Goal:
Pick out each line in the records below that contains the string "suit", treating uppercase and lowercase as different, and copy those lines.

Given data:
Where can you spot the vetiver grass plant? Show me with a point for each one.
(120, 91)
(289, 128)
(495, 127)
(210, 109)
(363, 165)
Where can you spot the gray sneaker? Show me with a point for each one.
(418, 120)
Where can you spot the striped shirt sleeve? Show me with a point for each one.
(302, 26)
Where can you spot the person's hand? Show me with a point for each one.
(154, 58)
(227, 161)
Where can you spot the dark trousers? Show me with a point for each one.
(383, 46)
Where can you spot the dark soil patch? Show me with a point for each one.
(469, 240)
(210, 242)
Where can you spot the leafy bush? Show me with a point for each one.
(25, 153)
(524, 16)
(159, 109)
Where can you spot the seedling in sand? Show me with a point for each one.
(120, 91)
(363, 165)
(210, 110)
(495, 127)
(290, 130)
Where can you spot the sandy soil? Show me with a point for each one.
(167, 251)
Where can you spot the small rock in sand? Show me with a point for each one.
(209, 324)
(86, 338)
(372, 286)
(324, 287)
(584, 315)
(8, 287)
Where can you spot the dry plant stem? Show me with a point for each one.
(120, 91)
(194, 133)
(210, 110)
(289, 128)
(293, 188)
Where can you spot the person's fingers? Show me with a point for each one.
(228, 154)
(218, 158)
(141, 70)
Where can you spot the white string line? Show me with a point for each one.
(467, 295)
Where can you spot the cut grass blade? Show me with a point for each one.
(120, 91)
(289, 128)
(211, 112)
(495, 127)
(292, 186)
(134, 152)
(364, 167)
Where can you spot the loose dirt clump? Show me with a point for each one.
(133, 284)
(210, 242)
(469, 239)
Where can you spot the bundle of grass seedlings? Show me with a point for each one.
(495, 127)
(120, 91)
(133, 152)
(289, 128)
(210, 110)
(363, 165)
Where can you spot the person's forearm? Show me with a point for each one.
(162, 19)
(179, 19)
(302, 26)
--
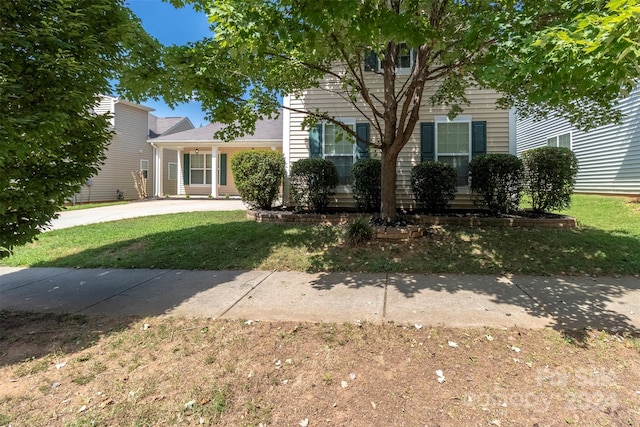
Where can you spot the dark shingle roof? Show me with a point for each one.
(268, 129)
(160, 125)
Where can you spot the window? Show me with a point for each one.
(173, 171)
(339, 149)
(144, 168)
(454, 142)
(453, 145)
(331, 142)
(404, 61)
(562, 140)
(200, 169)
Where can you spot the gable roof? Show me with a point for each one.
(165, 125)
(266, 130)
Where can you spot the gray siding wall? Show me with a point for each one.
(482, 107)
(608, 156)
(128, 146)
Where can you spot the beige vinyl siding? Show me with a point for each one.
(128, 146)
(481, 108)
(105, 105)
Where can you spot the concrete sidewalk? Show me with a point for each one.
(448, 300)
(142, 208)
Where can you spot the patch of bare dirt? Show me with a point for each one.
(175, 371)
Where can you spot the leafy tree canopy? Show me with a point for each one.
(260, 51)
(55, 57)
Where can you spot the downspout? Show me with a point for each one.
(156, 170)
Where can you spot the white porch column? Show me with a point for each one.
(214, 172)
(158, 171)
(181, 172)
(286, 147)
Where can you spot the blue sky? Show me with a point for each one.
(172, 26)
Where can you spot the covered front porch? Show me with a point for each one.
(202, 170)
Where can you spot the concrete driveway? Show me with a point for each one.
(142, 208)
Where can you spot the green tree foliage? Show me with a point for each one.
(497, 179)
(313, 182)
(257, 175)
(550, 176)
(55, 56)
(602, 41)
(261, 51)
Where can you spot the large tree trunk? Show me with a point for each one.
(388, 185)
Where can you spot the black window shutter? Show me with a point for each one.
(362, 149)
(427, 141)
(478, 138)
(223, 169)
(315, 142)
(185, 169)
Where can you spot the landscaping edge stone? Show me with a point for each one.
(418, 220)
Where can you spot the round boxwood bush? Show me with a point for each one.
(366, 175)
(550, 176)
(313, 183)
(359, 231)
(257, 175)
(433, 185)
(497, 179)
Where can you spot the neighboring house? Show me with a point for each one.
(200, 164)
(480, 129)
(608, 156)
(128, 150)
==
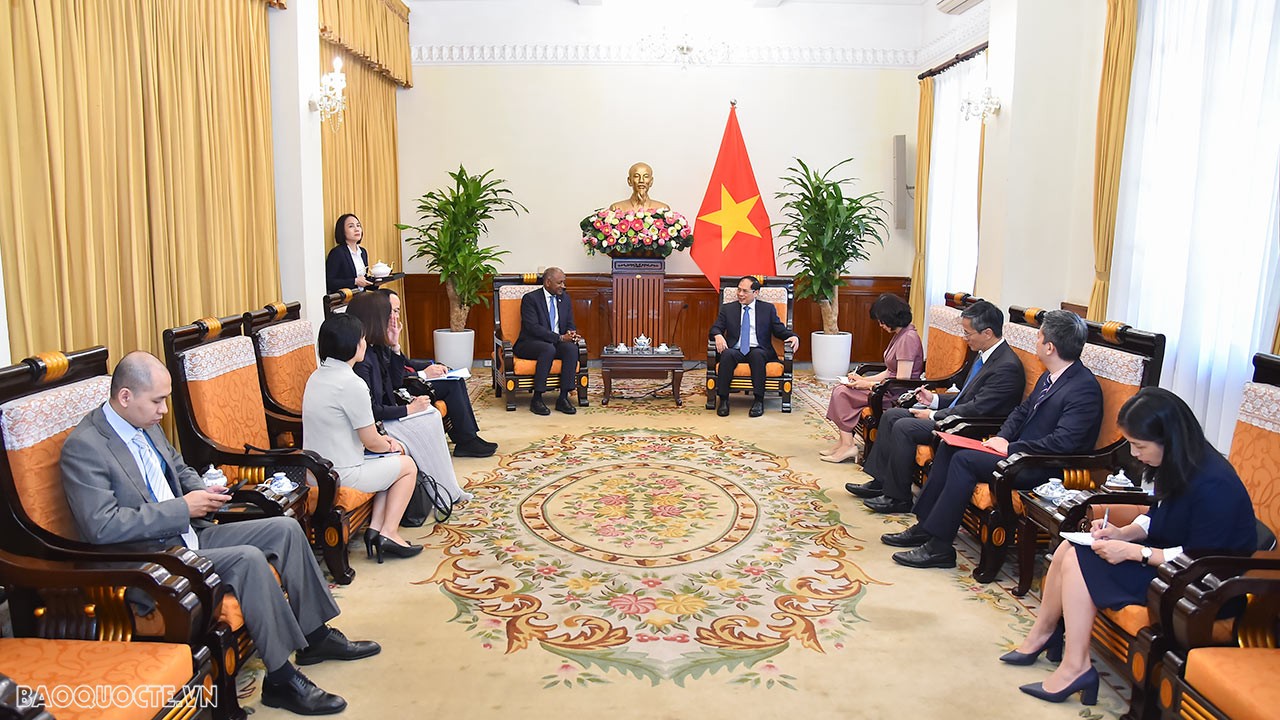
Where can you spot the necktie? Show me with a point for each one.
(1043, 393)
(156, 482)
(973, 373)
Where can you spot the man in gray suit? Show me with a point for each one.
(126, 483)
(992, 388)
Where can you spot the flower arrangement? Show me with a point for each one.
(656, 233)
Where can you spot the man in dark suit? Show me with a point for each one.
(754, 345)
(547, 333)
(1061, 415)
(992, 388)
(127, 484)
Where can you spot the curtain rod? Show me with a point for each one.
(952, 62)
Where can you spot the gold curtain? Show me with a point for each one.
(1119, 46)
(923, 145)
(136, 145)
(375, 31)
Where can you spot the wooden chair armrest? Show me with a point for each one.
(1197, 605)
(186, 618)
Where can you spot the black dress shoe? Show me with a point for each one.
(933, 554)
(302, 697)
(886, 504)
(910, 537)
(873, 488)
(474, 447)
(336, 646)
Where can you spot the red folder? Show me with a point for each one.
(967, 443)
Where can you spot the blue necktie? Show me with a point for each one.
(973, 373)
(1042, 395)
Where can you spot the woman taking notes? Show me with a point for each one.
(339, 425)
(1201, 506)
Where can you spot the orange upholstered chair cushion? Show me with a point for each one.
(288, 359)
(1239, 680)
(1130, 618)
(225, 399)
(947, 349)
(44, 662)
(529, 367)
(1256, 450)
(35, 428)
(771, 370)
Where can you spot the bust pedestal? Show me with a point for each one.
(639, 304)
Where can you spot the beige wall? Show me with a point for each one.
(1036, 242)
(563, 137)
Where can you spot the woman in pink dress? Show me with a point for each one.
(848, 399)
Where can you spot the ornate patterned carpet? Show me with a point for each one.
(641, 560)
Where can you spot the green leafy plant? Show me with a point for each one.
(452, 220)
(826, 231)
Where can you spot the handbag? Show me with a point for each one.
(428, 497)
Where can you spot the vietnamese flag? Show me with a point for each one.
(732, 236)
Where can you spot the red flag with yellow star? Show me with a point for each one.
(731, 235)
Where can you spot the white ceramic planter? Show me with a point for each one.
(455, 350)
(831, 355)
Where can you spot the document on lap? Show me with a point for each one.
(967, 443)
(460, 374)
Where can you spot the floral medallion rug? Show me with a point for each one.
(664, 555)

Response to the task:
Where can you spot the man in gray suit? Show me with a point for each one.
Where can you spot the man in dark suit? Show me with a point for each one.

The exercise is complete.